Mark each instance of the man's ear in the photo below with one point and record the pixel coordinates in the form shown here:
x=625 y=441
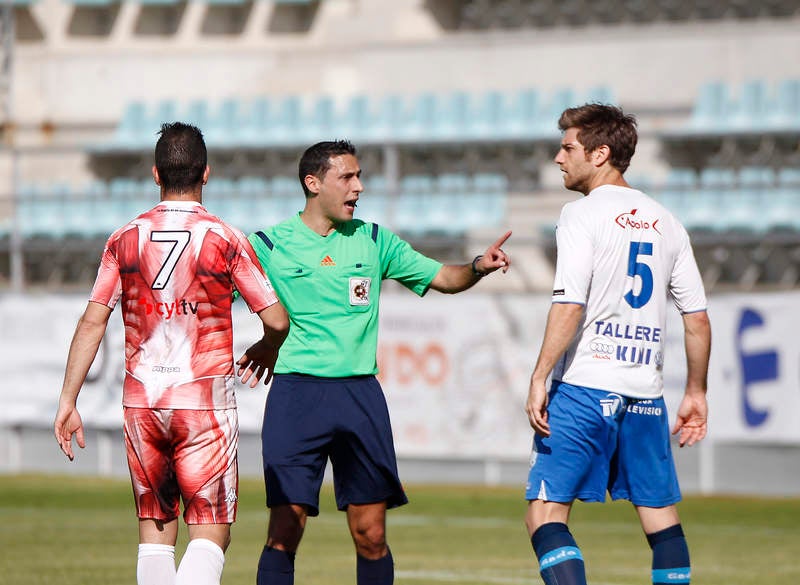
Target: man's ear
x=312 y=183
x=601 y=155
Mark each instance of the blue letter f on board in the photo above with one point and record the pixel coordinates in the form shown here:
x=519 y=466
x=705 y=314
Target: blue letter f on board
x=756 y=367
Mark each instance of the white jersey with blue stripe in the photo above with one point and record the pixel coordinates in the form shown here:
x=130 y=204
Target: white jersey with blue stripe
x=625 y=257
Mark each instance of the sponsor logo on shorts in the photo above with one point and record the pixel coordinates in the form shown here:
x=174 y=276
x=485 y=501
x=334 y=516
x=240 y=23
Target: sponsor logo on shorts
x=166 y=369
x=644 y=407
x=610 y=404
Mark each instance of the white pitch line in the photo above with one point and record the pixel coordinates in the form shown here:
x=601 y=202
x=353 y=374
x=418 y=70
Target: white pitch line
x=454 y=576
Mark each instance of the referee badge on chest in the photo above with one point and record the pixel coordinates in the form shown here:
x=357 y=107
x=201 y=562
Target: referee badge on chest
x=359 y=291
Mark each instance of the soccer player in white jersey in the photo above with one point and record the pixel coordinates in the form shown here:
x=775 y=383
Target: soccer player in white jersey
x=174 y=269
x=603 y=426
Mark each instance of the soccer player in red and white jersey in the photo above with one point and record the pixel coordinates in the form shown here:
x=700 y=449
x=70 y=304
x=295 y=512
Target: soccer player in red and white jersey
x=173 y=269
x=623 y=259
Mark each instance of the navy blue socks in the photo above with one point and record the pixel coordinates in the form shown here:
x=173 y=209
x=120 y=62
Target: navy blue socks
x=670 y=556
x=377 y=572
x=560 y=559
x=275 y=567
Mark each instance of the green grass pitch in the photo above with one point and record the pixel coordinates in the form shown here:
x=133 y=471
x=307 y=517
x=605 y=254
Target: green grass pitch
x=68 y=530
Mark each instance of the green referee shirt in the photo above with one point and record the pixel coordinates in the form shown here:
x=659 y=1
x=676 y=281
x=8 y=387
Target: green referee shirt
x=330 y=287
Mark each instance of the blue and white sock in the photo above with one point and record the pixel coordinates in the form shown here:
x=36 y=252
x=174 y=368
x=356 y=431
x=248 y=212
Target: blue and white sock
x=670 y=556
x=560 y=559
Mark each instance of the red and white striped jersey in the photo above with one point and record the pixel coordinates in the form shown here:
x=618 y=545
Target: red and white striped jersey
x=175 y=268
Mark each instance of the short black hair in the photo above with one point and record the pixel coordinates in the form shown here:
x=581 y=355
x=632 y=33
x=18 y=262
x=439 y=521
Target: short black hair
x=600 y=124
x=181 y=156
x=316 y=159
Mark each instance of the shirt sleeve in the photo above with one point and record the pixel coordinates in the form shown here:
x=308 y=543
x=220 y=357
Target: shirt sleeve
x=404 y=264
x=107 y=287
x=575 y=257
x=249 y=278
x=686 y=283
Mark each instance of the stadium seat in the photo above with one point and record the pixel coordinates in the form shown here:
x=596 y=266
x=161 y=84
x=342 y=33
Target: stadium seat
x=559 y=101
x=420 y=118
x=130 y=132
x=390 y=119
x=453 y=118
x=786 y=113
x=164 y=112
x=743 y=207
x=411 y=206
x=373 y=203
x=321 y=121
x=711 y=108
x=448 y=210
x=356 y=123
x=751 y=108
x=522 y=120
x=489 y=117
x=781 y=211
x=285 y=126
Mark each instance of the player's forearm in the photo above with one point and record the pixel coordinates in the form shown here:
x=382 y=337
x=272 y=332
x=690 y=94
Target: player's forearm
x=697 y=341
x=454 y=278
x=82 y=351
x=562 y=323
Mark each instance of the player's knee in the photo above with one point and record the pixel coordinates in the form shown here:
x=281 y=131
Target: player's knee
x=286 y=525
x=370 y=541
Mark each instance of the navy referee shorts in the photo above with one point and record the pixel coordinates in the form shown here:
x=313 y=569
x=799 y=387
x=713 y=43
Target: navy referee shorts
x=308 y=420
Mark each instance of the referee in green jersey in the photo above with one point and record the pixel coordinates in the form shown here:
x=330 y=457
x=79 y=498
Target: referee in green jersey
x=325 y=401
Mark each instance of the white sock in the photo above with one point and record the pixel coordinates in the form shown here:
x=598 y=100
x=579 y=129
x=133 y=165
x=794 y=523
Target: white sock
x=201 y=564
x=156 y=565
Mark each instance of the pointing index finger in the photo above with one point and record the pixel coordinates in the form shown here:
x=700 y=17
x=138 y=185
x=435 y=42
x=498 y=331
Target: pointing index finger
x=502 y=240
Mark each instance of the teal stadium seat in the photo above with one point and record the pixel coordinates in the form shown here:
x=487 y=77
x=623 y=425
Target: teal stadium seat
x=390 y=119
x=255 y=123
x=285 y=126
x=750 y=110
x=453 y=118
x=131 y=130
x=357 y=123
x=711 y=108
x=420 y=118
x=709 y=205
x=489 y=117
x=678 y=190
x=224 y=126
x=411 y=206
x=786 y=113
x=320 y=123
x=373 y=203
x=488 y=200
x=450 y=207
x=743 y=210
x=781 y=214
x=522 y=119
x=196 y=113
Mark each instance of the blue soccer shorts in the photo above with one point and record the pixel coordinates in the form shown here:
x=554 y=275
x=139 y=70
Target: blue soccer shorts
x=601 y=441
x=308 y=420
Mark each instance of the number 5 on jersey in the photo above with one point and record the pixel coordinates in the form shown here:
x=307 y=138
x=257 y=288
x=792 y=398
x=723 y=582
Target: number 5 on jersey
x=637 y=267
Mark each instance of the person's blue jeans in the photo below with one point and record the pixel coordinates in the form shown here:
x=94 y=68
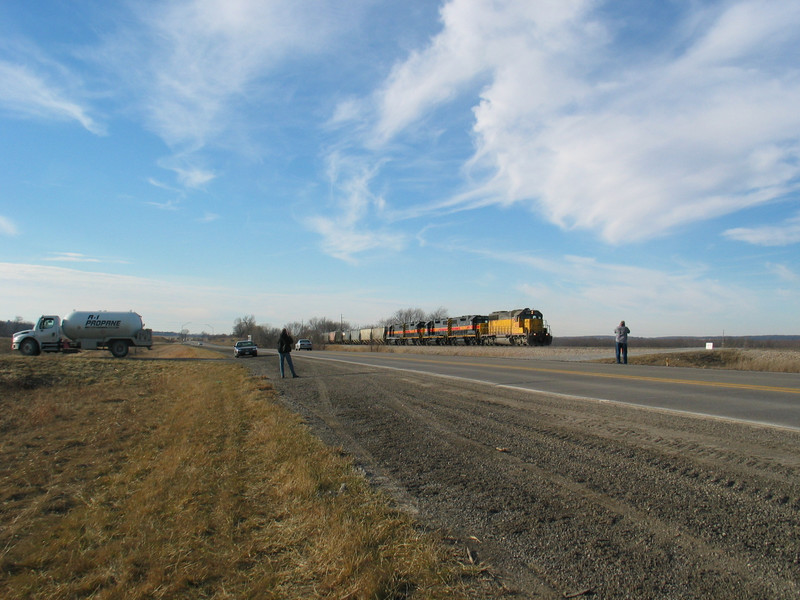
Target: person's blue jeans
x=287 y=356
x=622 y=347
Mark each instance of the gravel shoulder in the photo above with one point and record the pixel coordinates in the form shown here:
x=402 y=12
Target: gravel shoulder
x=563 y=498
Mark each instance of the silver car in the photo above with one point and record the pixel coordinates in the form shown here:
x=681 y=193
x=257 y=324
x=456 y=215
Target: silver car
x=245 y=348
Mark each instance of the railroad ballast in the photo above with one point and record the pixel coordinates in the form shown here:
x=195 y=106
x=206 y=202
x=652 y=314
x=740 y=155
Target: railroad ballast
x=521 y=327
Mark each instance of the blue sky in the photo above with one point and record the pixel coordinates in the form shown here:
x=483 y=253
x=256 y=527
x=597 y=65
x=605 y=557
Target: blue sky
x=198 y=161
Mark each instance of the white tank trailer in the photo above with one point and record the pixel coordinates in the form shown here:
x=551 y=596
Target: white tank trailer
x=115 y=331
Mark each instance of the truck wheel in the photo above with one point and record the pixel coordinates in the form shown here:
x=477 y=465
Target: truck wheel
x=119 y=348
x=29 y=347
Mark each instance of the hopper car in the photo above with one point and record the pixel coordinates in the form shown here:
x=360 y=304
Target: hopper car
x=521 y=327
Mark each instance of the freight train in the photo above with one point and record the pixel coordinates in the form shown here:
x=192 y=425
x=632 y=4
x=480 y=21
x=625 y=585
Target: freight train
x=521 y=327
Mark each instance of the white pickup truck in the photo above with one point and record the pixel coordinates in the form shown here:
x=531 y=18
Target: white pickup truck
x=116 y=331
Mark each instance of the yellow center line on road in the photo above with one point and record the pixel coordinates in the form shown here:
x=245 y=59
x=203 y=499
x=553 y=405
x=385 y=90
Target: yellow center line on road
x=739 y=386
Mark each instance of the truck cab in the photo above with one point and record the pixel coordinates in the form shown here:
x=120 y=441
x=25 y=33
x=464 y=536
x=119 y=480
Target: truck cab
x=45 y=337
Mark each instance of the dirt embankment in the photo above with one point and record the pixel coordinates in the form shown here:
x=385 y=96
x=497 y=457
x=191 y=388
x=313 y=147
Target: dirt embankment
x=567 y=498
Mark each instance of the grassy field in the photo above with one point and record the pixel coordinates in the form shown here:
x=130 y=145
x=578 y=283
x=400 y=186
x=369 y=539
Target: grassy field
x=185 y=479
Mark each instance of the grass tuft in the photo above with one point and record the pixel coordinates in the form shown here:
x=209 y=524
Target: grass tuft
x=175 y=479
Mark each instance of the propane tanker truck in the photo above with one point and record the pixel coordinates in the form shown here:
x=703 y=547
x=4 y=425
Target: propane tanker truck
x=116 y=331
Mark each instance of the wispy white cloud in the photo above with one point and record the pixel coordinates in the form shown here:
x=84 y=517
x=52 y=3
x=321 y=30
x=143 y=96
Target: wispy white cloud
x=783 y=272
x=7 y=227
x=347 y=227
x=768 y=235
x=581 y=294
x=594 y=137
x=77 y=257
x=71 y=257
x=30 y=93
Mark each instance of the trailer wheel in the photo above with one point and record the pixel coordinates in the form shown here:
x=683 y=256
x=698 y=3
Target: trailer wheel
x=29 y=347
x=119 y=348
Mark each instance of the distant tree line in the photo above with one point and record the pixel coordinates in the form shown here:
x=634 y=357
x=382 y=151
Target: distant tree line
x=9 y=328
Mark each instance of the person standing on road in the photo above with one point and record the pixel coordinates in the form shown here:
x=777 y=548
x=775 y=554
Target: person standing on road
x=285 y=351
x=621 y=333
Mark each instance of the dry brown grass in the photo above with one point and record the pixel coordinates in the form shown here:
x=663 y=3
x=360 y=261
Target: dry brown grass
x=779 y=361
x=774 y=361
x=176 y=479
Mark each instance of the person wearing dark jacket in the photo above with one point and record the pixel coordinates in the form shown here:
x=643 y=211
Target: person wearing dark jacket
x=621 y=335
x=285 y=343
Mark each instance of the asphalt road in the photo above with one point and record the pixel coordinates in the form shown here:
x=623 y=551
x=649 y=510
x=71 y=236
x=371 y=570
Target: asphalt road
x=765 y=398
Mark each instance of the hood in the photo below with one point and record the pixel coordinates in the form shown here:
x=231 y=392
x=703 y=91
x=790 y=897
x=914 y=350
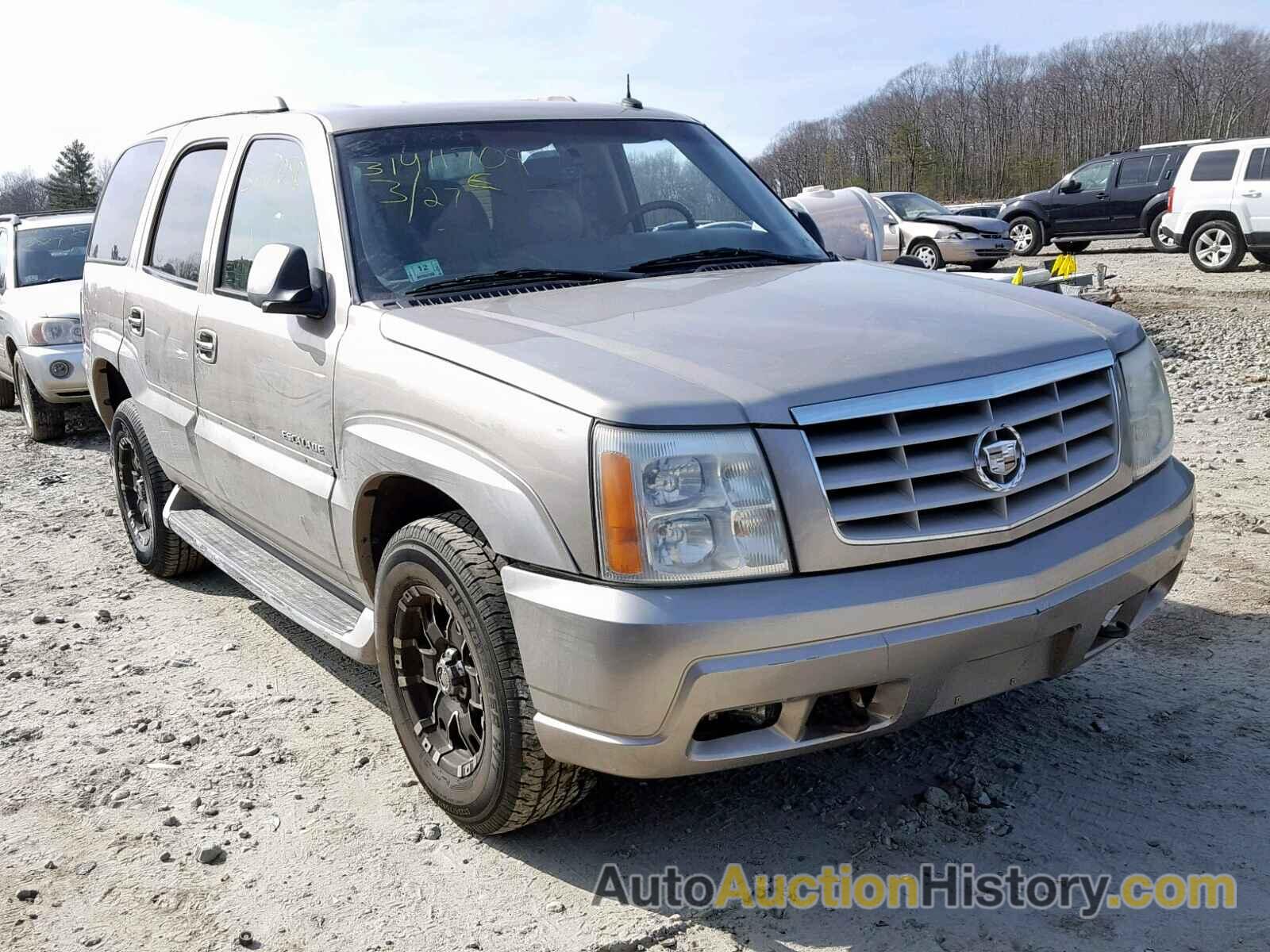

Problem description:
Please copy the entries from the line with "Mark each instance of the yellow" up to and including the line with "x=739 y=386", keeping every line but offsetting each x and y value in the answer coordinates by +25. Leave the coordinates that only show the format unchanged.

Solution to the exercise:
Mark each instance of the yellow center line on road in the photo above with one point and record the pixel coordinates in the form shown here:
x=245 y=59
x=203 y=499
x=553 y=405
x=385 y=90
Target: yellow center line on road
x=764 y=411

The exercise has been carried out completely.